- [Input]:

== == ==

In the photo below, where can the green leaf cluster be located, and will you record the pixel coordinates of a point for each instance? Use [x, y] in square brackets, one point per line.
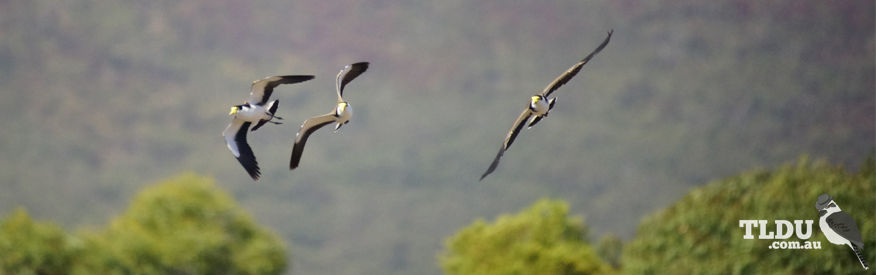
[31, 247]
[184, 225]
[541, 239]
[700, 234]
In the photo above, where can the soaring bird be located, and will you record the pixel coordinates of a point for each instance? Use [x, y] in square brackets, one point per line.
[839, 227]
[539, 105]
[340, 114]
[256, 109]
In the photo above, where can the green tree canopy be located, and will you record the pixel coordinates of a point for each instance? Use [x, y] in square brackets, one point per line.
[542, 239]
[30, 247]
[700, 234]
[183, 225]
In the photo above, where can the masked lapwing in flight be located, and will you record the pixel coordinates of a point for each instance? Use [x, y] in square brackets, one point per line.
[256, 109]
[539, 105]
[340, 115]
[839, 227]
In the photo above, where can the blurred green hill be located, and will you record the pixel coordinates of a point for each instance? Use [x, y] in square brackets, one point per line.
[102, 98]
[690, 237]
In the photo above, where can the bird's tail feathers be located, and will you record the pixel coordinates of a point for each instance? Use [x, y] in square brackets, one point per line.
[860, 256]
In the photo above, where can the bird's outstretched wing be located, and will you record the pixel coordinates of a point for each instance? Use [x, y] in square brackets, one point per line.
[262, 89]
[843, 224]
[571, 72]
[235, 139]
[273, 110]
[308, 127]
[348, 74]
[509, 139]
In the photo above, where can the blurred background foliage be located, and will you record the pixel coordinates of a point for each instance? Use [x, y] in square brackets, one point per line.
[541, 239]
[103, 98]
[700, 234]
[182, 225]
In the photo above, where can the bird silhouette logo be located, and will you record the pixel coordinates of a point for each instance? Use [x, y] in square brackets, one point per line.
[839, 228]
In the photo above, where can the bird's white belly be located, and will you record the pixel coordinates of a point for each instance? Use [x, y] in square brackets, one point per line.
[252, 114]
[541, 107]
[831, 236]
[345, 116]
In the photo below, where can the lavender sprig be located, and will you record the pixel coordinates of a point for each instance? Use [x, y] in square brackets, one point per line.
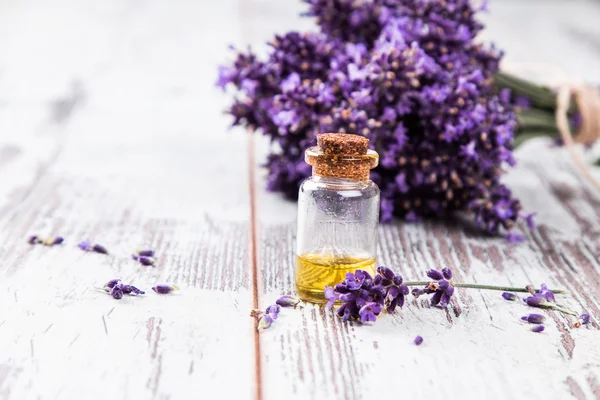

== == ==

- [Set exercise]: Report each line in the rows above that contains the word "blurred", copying every such line in full.

- [Task response]:
In the photo above, where can the blurred green hill be located, and will you record the pixel coordinates of a point for each instance? Use [x, y] in square brackets, one point per line.
In the photo above, where can the blurred background foliage be located, and will you record the pixel coordinates of a point for each instance? Use [x, y] in square brackets, one point per line.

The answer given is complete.